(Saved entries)
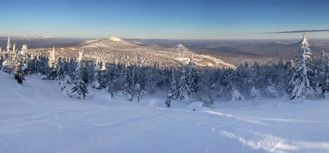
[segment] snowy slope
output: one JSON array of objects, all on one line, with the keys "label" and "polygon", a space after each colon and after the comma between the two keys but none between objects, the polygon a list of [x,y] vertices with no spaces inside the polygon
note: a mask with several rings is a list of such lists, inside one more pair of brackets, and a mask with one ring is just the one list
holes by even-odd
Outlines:
[{"label": "snowy slope", "polygon": [[185,101],[163,107],[163,93],[137,103],[89,88],[78,100],[55,81],[33,75],[21,86],[12,78],[0,72],[1,152],[329,152],[327,99],[226,97],[192,111]]}]

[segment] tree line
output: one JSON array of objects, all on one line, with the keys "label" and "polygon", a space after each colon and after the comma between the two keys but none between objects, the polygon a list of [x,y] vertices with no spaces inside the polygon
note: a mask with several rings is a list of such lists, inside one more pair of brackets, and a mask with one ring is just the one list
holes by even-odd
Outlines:
[{"label": "tree line", "polygon": [[[260,96],[260,91],[264,91],[269,97],[287,94],[291,99],[303,100],[323,97],[329,91],[328,58],[324,52],[320,58],[314,58],[306,34],[294,59],[271,65],[245,62],[236,69],[198,67],[193,55],[187,64],[170,66],[159,66],[157,63],[153,66],[108,63],[100,56],[96,61],[85,60],[83,50],[77,59],[64,58],[57,56],[55,48],[45,56],[29,53],[26,45],[20,50],[15,43],[12,47],[10,37],[7,49],[0,50],[1,70],[12,74],[19,84],[25,80],[26,75],[37,73],[42,79],[56,80],[64,94],[77,98],[86,97],[88,85],[98,90],[106,89],[111,96],[122,92],[130,101],[136,98],[139,101],[157,90],[168,91],[165,102],[168,107],[173,99],[192,97],[199,97],[204,106],[210,107],[215,95],[229,94],[232,100],[239,100],[246,96]],[[67,84],[74,87],[67,89]],[[200,93],[207,96],[202,98]]]}]

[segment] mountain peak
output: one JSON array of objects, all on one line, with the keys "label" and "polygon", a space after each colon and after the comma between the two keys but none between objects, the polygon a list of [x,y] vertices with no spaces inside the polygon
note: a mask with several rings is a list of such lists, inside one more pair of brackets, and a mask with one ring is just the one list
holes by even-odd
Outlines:
[{"label": "mountain peak", "polygon": [[110,38],[108,38],[108,39],[111,40],[112,40],[112,41],[123,41],[123,40],[121,40],[121,39],[120,39],[119,38],[118,38],[116,37],[114,37],[114,36],[112,36],[112,37],[111,37]]}]

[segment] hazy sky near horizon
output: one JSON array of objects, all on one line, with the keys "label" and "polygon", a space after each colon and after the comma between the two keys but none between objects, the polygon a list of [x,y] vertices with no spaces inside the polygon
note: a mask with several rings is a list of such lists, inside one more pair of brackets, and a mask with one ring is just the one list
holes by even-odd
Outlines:
[{"label": "hazy sky near horizon", "polygon": [[[295,39],[329,29],[329,0],[6,1],[0,35]],[[329,38],[329,32],[307,32]]]}]

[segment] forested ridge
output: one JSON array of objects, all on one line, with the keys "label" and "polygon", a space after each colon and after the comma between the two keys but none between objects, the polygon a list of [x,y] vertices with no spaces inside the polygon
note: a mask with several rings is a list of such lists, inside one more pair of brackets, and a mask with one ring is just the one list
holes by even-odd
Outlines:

• WHAT YOU WILL DO: Rename "Outlines" to "Masks" everywhere in the saved entries above, keeping every other line unchanged. Omit the pictures from your answer.

• FULL OUTPUT:
[segment] snowy slope
output: one JSON array of objects, all on one line, with the keys "label" and "polygon", a space after each colon and after the comma between the two keys but none between objects, the polygon a list of [x,y] vertices with no spaces inside the polygon
note: a mask with several rings is a list of such lists, inside one more pair of brackets, and a mask with one ring is just the one list
holes by even-odd
Masks:
[{"label": "snowy slope", "polygon": [[185,101],[163,107],[163,93],[137,103],[89,88],[78,100],[55,81],[33,75],[21,86],[12,78],[0,72],[1,152],[329,152],[327,99],[226,97],[192,111]]}]

[segment] tree line
output: one JSON array of objects, all on one line, with the keys "label" and "polygon", a space after each colon and after the comma between the two keys but none between objects, the polygon a list of [x,y] vertices with no spaces inside the polygon
note: a mask with several rings is a list of such lists, inside one more pair of brackets, and a mask with one ring is just the one list
holes by even-odd
Masks:
[{"label": "tree line", "polygon": [[[260,96],[260,91],[264,91],[269,97],[287,94],[291,99],[303,100],[323,97],[329,91],[328,58],[324,52],[320,58],[314,58],[306,34],[294,59],[271,65],[245,62],[236,69],[198,67],[193,55],[187,64],[170,66],[159,66],[157,63],[153,66],[108,63],[100,56],[96,61],[85,60],[83,50],[77,59],[64,58],[57,56],[55,48],[45,56],[29,53],[26,45],[20,50],[15,43],[12,47],[10,37],[7,49],[0,50],[1,70],[12,74],[19,84],[25,80],[26,75],[37,73],[42,79],[56,80],[64,94],[77,98],[86,97],[88,85],[98,90],[106,89],[111,96],[122,92],[130,101],[136,98],[139,101],[157,90],[168,91],[165,102],[168,107],[173,99],[192,97],[199,97],[204,106],[210,107],[215,95],[229,94],[232,100],[239,100],[246,96]],[[67,84],[74,87],[67,89]],[[200,93],[207,96],[202,98]]]}]

[segment] mountain peak
output: one JSON array of objects, all on one line, with the keys "label" and "polygon", a space after each colon and after the comma between the two keys but none between objects, the polygon a list of [x,y] vertices with no spaces inside the polygon
note: a mask with several rings is a list of such lists, inside one more pair of brackets, and a mask with one ring is just the one list
holes by even-odd
Masks:
[{"label": "mountain peak", "polygon": [[110,38],[108,38],[108,39],[111,40],[112,40],[112,41],[123,41],[123,40],[121,40],[121,39],[120,39],[119,38],[118,38],[116,37],[114,37],[114,36],[112,36],[112,37],[111,37]]}]

[segment] hazy sky near horizon
output: one JSON array of objects, all on one line, with the keys "label" and "polygon", a space after each colon and after the comma between the two keys but none between objects, the polygon a list of [x,y] vertices with no spaces inside the polygon
note: a mask with several rings is a list of such lists, inside one more pair of brackets, and a mask with one ring is just the one list
holes by even-odd
Masks:
[{"label": "hazy sky near horizon", "polygon": [[[295,39],[329,29],[329,0],[6,1],[0,35]],[[329,38],[329,32],[307,32]]]}]

[segment] forested ridge
output: one JSON array of objects, all on one line, with the keys "label" and "polygon", a space after each colon and after the comma between the two keys but none between objects, the polygon a list of [x,y] vertices with no spaces inside the polygon
note: a mask with several rings is a list of such lists, inside one more pair of brackets, and a mask with one ring is just the one list
holes by even-odd
Masks:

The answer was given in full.